**QUOTED PASSAGE:**
How to use MongoDB in Python

Learn how to use MongoDB with Python. This guide covers various methods, tips, real-world applications, and common error debugging.

How to use MongoDB in Python
Published on: 
Tue
Mar 10, 2026
Updated on: 
Wed
Apr 1, 2026
The Replit Team

MongoDB is a popular NoSQL database that pairs powerfully with Python for flexible data management. Its document-oriented structure makes it a great choice for modern applications that require scalability and speed.

In this article, you'll explore key techniques to connect Python with MongoDB. You'll find practical tips, real-world applications, and debugging advice to help you build robust, data-driven projects with confidence.

Connect to MongoDB with PyMongo

# Install pymongo if not already installed
# pip install pymongo

from pymongo import MongoClient

client = MongoClient('mongodb://localhost:27017/')
db = client['mydatabase']
collection = db['customers']

print("Connected to MongoDB successfully!")--OUTPUT--Connected to MongoDB successfully!

To begin, you import MongoClient from the PyMongo library, which is the primary tool for establishing a connection. You then create a client instance by passing it a connection string. The string 'mongodb://localhost:27017/' tells PyMongo to connect to a MongoDB server running on your local machine (localhost) at the default port, 27017.

Once connected, you can select a database and a collection using dictionary-style syntax, like client['mydatabase']. A key feature of MongoDB is its flexibility; if the database or collection you specify doesn't exist, it will be created automatically the first time you insert data.

Basic MongoDB operations

With the connection established, you can now interact with your data by creating, querying, updating, and deleting documents in your collection.

**JOB A:**
Locate every line in the rows below that contains the string "faucet" and copy each one. Case counts.

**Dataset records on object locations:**
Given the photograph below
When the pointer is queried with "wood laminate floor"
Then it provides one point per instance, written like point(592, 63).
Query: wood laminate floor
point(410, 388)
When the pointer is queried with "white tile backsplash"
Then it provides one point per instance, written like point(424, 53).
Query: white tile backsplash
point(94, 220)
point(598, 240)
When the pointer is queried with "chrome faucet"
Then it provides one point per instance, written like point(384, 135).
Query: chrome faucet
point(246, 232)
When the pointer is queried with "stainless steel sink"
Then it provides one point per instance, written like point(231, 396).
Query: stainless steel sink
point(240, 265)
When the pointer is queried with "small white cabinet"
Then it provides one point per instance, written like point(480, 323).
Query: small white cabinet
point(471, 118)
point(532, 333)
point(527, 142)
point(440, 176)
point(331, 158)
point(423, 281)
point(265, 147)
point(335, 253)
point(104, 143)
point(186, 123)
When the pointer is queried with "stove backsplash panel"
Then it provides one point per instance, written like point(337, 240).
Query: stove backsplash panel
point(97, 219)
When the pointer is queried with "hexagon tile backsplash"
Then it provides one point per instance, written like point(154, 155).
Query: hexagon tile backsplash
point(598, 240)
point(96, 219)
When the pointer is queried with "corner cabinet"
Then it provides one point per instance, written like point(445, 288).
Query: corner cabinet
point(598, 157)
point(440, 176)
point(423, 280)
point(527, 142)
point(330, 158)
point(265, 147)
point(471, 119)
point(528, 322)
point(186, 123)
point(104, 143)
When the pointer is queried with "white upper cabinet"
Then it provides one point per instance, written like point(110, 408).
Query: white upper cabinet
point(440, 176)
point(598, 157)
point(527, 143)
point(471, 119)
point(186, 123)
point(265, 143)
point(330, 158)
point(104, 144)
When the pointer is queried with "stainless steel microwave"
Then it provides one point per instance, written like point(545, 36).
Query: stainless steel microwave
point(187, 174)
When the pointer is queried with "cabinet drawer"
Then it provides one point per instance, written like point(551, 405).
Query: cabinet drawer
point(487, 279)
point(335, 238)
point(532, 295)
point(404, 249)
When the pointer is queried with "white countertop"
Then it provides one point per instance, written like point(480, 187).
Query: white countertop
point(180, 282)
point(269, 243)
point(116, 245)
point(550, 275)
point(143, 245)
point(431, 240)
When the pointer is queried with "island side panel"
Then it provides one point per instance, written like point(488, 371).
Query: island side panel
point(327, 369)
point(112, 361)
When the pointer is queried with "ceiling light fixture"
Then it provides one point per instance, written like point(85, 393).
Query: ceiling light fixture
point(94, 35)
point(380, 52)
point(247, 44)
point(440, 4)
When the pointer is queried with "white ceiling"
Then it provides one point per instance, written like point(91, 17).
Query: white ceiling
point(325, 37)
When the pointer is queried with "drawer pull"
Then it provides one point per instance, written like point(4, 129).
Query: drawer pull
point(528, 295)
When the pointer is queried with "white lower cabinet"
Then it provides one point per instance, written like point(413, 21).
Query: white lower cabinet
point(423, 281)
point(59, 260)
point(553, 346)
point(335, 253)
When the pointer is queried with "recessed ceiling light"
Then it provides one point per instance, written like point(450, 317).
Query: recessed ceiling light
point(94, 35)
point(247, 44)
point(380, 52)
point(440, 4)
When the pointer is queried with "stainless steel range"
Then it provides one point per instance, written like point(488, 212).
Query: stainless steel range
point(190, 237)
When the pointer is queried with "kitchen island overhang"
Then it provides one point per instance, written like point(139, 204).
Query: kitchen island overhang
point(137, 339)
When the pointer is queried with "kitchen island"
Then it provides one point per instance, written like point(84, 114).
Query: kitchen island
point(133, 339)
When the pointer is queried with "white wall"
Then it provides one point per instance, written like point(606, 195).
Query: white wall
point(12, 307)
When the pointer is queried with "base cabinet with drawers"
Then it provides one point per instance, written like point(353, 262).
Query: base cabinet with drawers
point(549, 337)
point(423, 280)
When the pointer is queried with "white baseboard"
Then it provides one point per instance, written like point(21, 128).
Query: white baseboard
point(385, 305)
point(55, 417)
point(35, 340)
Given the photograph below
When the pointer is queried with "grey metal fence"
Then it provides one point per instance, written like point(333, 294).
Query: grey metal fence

**JOB B:**
Translate this sentence from the MongoDB guide into Spanish: "MongoDB is a popular NoSQL database that pairs powerfully with Python for flexible data management."

**EXPECTED ANSWER A:**
When the pointer is queried with "chrome faucet"
Query: chrome faucet

**EXPECTED ANSWER B:**
MongoDB es una base de datos NoSQL popular que se combina de forma potente con Python para una gestión de datos flexible.